TEXTO FORNECIDO
Professores de Institutos Federais (IFs) estão denunciando uma tentativa de desmonte da formação técnica integrada no ensino médio, durante as reuniões de aprovação da Base Nacional Comum Curricular e a revisão das Diretrizes Curriculares Nacionais para o Ensino Médio (DCNEMs) no Conselho Nacional da Educação (CNE).

De acordo com eles, há um interesse de entidades privadas de educação, como as que formam o Sistema S, em construir as diretrizes de forma que facilite sua inserção em parcerias público-privadas de ensino.

Isso porque, apesar de a Lei 13.415/2017, conhecida como Reforma do Ensino Médio, possibilitar itinerários formativos integrados, a minuta sobre as Diretrizes Curriculares para a Educação Técnica e Tecnológica, apresentada pelo CNE, sob a relatoria do conselheiro Rafael Lucchesi, propõe separar necessariamente a formação nos cinco eixos: linguagens; matemática; ciências da natureza; ciências humanas e sociais aplicadas; e ensino técnico e profissional. Dessa forma, o aluno optaria por apenas um eixo de aprendizado, e as escolas e institutos seriam divididos de acordo com o eixo que ofertam. Hoje, o ensino técnico é ofertado principalmente pelos IFs e pelas ETECs.

Para o professor de filosofia do Instituto Federal do Rio de Janeiro, Marlon Tomazella, um suposto desmembramento do tipo de ensino promovido pelos IFs representaria um retrocesso "à década de 1990".

INFORMAÇÕES FORNECIDAS
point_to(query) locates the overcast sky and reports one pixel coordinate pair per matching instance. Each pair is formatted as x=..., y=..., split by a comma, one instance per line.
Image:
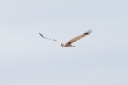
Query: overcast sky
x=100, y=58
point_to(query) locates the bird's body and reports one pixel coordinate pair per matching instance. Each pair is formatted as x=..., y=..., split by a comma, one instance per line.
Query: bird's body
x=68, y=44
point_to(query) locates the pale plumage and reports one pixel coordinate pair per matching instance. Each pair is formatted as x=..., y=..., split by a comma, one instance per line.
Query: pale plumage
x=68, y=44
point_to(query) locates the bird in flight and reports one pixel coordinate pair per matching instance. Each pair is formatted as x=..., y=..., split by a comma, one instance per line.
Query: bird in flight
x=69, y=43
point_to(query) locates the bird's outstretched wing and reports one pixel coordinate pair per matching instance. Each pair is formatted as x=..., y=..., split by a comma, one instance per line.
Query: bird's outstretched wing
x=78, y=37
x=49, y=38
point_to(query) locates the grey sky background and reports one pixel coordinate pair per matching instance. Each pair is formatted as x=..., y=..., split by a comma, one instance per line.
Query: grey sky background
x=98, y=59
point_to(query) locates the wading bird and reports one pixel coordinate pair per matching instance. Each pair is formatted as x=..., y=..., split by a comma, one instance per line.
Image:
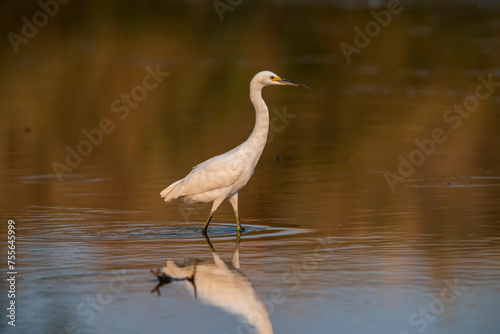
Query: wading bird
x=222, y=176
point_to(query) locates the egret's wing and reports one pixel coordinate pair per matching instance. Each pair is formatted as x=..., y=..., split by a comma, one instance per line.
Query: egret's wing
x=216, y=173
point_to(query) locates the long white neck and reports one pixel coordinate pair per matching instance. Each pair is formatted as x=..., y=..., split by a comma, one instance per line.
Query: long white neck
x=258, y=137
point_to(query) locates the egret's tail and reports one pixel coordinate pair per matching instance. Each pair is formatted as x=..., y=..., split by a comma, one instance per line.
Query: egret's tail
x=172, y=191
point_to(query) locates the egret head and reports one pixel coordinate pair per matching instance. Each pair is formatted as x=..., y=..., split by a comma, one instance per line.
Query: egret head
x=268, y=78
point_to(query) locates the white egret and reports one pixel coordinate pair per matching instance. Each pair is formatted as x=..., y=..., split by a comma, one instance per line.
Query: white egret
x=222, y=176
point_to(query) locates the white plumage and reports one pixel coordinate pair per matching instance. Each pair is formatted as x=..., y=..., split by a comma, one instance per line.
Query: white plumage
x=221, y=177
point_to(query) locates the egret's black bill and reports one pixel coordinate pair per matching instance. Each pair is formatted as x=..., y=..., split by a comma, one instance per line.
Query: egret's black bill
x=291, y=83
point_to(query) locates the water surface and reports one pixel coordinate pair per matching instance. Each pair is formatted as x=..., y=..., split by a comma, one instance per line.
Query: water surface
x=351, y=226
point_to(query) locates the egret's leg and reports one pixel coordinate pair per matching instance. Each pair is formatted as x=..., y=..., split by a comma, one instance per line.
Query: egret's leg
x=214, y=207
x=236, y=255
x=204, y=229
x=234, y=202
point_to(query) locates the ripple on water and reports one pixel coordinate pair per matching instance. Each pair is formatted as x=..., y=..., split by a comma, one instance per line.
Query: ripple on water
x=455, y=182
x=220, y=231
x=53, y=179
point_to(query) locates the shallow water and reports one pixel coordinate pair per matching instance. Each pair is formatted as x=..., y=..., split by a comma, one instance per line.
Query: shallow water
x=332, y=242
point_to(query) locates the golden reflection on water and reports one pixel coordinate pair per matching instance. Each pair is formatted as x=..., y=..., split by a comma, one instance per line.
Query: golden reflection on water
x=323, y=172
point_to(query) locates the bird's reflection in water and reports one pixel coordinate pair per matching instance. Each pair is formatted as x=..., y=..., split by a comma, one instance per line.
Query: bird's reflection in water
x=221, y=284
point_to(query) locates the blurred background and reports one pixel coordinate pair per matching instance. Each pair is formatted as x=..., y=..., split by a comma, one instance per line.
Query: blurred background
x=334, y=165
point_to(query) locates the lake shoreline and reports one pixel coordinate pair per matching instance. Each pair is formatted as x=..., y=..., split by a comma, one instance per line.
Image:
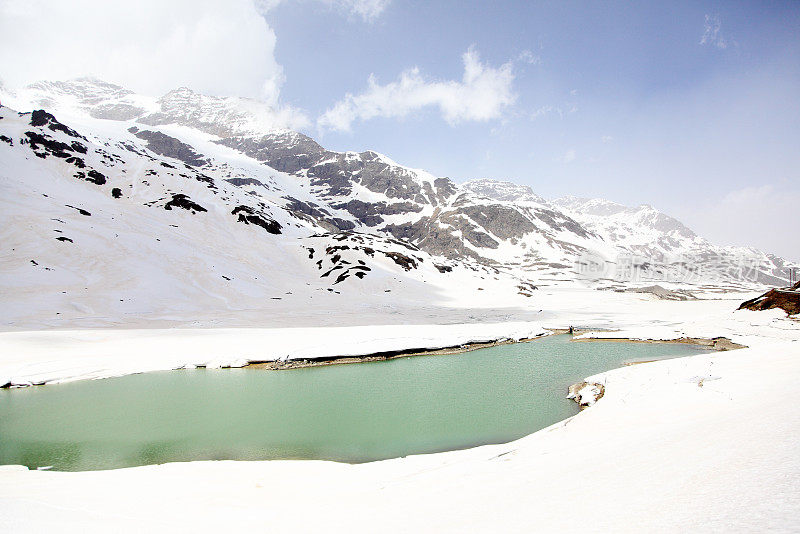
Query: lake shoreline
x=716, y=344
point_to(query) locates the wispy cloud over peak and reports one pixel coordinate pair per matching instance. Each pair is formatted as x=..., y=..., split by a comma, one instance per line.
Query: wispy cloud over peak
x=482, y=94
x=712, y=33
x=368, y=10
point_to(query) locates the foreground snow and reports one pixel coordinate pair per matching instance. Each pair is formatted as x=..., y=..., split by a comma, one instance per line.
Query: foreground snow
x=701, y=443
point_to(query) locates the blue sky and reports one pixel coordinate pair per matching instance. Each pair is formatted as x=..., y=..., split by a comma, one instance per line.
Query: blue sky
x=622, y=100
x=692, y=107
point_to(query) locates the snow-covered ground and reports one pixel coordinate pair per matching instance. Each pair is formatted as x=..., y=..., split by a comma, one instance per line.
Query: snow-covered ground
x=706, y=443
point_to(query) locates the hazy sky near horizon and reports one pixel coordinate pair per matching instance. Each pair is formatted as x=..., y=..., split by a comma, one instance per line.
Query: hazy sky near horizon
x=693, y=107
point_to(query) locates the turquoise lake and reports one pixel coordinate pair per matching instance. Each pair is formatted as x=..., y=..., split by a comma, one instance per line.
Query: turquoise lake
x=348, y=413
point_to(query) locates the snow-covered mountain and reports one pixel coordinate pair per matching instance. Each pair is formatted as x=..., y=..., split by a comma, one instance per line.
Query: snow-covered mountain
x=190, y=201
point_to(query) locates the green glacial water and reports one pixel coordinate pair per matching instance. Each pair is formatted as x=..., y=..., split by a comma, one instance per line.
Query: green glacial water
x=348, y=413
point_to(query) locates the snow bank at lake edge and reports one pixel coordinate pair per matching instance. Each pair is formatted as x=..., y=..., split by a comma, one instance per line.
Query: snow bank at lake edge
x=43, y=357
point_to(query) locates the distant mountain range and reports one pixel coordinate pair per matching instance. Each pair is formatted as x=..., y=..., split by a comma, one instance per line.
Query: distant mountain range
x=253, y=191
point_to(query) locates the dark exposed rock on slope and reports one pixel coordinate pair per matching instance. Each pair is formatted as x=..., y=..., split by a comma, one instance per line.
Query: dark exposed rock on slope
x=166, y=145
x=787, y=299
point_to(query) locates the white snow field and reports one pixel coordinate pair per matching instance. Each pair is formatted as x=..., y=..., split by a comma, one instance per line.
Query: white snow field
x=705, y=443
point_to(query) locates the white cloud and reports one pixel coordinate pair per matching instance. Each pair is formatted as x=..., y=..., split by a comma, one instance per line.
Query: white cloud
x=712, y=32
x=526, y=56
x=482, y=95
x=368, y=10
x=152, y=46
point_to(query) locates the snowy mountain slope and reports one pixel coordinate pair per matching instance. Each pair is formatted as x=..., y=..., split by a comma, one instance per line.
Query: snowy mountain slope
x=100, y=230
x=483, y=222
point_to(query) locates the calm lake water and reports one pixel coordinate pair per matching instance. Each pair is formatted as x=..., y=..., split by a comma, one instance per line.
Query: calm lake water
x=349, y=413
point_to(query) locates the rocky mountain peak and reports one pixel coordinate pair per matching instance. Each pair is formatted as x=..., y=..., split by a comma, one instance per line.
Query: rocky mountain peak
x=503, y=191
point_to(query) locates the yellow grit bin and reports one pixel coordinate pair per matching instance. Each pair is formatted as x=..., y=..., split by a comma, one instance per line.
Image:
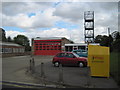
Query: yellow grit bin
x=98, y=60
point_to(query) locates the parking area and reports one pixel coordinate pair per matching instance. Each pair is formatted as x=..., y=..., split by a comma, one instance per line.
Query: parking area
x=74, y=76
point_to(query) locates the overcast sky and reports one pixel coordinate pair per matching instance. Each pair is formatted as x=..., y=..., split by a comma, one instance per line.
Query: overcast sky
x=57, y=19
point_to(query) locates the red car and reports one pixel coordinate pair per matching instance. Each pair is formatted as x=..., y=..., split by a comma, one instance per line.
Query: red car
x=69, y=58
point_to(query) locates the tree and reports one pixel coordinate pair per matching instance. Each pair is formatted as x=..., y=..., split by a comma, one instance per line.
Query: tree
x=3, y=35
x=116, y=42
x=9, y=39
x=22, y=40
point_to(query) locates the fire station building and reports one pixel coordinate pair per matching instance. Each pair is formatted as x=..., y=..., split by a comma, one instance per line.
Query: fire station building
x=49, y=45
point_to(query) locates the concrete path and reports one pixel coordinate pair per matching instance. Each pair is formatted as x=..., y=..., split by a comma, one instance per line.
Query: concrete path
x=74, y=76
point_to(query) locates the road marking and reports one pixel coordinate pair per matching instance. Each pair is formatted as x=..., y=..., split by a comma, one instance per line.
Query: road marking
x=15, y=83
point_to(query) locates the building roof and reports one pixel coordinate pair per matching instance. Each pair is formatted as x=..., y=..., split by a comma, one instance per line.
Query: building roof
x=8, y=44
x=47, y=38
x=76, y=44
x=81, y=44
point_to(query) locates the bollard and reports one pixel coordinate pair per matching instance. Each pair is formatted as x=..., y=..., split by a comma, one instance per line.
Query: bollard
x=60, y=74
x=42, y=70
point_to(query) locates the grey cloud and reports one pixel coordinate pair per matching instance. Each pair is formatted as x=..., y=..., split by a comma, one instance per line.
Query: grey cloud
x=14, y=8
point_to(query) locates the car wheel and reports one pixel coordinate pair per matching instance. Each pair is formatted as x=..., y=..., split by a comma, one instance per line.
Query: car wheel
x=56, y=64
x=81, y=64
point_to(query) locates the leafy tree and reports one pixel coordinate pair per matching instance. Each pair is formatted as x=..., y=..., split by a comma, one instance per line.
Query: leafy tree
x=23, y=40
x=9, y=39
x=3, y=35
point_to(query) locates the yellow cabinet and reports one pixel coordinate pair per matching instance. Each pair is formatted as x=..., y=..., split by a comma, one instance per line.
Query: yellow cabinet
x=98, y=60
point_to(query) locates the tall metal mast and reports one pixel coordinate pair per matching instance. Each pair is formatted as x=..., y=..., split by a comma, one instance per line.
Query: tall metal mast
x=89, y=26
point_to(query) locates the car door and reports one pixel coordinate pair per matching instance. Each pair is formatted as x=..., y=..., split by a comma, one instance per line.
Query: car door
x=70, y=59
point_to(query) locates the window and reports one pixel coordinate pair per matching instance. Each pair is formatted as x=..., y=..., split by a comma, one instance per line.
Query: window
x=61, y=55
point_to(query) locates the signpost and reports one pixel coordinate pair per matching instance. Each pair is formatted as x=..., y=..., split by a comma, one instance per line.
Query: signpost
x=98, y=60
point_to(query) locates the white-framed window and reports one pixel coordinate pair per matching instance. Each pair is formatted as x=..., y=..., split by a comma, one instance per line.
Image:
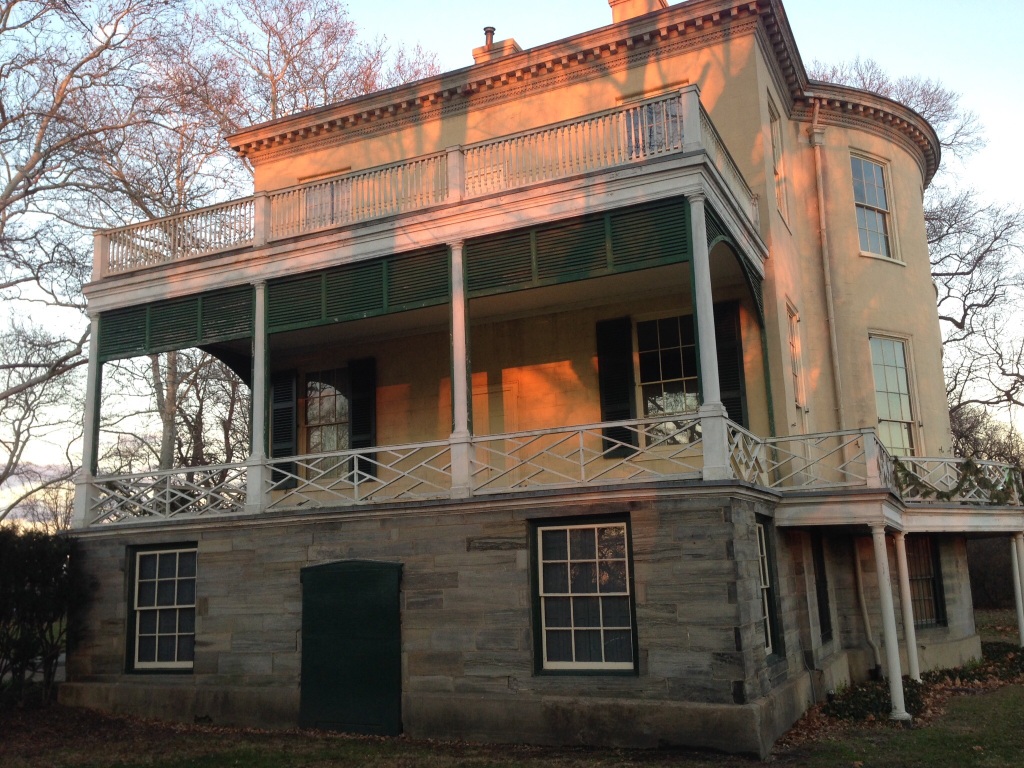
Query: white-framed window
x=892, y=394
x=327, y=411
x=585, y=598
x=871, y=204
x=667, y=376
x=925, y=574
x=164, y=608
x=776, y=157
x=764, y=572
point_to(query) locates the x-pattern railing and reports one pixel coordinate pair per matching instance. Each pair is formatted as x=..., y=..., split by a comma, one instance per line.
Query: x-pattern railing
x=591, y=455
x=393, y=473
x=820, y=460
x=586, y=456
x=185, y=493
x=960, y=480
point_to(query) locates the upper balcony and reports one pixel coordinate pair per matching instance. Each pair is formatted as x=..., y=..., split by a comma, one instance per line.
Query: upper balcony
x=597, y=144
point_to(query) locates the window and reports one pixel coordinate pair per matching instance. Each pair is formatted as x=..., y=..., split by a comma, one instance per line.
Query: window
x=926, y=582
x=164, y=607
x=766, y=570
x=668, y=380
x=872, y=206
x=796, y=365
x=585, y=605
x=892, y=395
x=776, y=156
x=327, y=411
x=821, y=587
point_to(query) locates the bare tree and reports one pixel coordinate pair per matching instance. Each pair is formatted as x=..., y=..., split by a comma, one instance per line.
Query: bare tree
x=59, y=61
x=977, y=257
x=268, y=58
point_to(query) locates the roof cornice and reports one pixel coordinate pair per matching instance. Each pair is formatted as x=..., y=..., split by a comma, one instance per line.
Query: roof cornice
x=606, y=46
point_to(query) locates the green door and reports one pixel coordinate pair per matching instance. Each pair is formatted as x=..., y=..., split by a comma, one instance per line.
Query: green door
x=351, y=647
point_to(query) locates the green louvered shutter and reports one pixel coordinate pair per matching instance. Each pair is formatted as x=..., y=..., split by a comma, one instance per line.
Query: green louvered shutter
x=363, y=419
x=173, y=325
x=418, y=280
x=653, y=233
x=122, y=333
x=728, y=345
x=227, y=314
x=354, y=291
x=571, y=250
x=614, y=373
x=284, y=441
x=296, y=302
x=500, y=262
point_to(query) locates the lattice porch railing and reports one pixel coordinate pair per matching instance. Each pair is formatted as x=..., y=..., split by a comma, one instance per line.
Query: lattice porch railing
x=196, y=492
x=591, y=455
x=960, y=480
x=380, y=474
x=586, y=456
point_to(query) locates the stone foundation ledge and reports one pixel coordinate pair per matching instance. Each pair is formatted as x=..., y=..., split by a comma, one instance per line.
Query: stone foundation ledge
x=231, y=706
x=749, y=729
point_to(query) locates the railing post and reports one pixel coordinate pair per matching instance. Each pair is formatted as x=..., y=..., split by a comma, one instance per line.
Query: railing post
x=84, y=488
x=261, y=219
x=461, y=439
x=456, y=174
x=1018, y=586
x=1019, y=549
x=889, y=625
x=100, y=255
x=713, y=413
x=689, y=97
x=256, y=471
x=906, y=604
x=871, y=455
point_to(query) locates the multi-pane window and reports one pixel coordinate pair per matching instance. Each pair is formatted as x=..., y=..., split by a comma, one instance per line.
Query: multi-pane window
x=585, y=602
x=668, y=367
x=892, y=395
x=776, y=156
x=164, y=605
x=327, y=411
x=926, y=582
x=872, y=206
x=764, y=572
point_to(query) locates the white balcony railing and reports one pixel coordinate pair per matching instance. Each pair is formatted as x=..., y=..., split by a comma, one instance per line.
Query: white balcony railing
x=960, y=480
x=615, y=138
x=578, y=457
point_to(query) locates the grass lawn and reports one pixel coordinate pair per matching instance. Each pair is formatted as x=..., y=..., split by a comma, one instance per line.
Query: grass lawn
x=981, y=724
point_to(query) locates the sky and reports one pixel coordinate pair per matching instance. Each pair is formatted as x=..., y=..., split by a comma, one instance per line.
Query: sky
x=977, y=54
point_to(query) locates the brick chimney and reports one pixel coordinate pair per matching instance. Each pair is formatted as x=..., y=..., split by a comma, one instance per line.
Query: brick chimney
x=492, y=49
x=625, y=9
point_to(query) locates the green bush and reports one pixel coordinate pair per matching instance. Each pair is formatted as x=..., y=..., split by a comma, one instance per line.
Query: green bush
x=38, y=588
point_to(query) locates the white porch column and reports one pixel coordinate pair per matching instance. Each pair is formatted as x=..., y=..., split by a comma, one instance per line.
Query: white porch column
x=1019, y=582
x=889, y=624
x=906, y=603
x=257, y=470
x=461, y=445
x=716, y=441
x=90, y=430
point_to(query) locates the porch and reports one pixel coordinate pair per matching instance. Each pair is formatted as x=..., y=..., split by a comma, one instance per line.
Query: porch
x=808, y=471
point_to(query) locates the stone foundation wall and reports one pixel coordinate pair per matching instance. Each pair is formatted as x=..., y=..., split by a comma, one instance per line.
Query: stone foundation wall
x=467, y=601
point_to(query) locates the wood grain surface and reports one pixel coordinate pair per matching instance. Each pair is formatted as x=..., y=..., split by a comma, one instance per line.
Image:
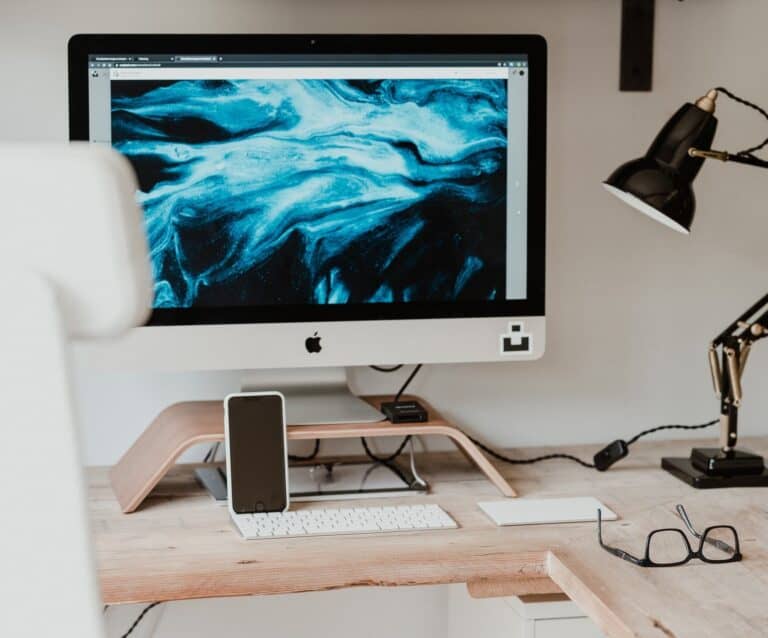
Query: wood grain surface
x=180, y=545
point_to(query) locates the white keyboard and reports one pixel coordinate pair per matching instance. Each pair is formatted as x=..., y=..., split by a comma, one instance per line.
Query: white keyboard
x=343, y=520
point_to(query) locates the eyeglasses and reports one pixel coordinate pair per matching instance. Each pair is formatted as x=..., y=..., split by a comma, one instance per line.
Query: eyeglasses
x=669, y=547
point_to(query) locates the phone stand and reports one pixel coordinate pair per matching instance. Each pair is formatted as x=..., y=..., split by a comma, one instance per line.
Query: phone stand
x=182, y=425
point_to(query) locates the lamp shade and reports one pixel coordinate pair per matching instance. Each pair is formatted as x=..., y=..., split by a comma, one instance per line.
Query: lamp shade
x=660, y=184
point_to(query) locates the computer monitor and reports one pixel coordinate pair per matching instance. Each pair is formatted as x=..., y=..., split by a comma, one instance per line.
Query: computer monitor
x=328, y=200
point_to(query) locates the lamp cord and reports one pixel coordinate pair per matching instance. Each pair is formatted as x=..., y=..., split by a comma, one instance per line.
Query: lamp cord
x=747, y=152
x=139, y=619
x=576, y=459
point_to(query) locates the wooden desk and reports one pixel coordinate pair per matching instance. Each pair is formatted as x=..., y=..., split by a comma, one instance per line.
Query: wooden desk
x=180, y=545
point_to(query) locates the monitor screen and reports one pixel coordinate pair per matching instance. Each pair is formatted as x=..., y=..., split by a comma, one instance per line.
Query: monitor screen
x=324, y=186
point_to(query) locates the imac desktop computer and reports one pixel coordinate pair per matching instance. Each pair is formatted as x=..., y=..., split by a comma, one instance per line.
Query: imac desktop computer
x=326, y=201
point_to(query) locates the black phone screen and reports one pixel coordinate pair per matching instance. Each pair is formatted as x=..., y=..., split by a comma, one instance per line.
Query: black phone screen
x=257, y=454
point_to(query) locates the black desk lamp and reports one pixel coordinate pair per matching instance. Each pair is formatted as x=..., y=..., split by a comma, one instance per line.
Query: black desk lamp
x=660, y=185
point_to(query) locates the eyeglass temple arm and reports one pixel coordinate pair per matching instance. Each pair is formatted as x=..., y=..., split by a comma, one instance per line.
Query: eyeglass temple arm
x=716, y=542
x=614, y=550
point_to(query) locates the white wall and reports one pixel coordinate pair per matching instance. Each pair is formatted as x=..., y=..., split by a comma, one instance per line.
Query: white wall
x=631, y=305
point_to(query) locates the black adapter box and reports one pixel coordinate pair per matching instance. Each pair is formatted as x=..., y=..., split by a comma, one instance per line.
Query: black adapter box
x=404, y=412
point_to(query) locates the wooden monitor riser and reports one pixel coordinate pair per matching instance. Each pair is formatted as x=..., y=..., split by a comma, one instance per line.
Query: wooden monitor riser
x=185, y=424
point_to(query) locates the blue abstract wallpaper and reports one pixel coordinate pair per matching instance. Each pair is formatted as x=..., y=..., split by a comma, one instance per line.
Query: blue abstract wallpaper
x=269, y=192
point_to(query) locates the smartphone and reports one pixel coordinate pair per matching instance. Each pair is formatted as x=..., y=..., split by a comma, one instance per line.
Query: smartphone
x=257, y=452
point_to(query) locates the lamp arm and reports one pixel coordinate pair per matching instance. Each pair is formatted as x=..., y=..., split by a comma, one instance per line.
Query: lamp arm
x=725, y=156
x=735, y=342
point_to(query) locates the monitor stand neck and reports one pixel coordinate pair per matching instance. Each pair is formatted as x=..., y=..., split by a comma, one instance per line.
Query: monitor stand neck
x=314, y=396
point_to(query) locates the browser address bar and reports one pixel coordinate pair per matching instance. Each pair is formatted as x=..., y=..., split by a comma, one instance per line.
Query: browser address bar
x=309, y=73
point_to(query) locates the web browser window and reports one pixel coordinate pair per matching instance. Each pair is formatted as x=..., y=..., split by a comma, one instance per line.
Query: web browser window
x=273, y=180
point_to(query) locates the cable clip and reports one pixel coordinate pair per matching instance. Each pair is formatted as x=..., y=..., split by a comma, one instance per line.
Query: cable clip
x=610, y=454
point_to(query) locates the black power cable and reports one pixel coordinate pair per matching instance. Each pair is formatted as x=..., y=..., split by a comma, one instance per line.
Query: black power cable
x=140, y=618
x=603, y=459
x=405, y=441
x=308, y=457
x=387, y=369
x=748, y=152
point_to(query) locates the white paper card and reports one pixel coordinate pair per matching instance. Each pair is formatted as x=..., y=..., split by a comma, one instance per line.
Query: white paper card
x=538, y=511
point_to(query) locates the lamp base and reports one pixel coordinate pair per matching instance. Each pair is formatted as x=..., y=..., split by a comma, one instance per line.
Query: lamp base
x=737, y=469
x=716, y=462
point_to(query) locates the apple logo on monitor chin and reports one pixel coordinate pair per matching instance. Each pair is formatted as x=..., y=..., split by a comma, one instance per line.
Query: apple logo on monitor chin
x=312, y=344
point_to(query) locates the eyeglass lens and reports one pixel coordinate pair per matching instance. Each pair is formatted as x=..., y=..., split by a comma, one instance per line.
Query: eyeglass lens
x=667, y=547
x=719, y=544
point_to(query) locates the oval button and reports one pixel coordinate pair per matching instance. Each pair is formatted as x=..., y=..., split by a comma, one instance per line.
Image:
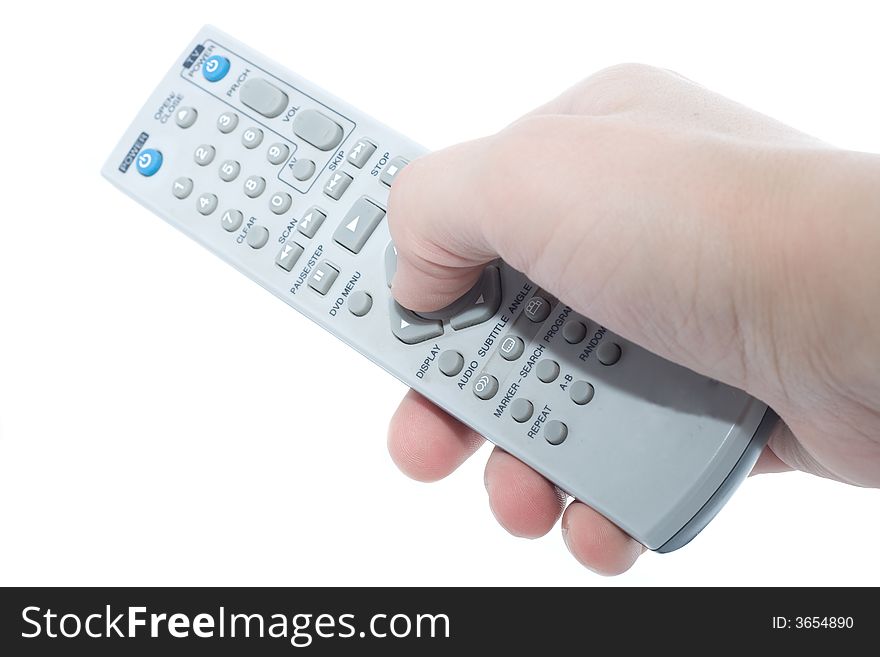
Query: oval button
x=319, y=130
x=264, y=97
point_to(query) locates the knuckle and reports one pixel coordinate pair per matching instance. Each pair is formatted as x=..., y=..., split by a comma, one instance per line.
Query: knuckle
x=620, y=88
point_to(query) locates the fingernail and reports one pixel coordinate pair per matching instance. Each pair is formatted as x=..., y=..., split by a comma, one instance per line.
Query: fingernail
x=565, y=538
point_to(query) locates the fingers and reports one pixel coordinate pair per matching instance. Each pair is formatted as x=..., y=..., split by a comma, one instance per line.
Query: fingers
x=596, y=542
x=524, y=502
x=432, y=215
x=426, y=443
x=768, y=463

TAREFA A CUMPRIR
Liste todos os eixos de formação que, conforme o texto fornecido, a minuta apresentada pelo CNE propõe separar.

RESULTADO DO EXERCÍCIO
- linguagens
- matemática
- ciências da natureza
- ciências humanas e sociais aplicadas
- ensino técnico e profissional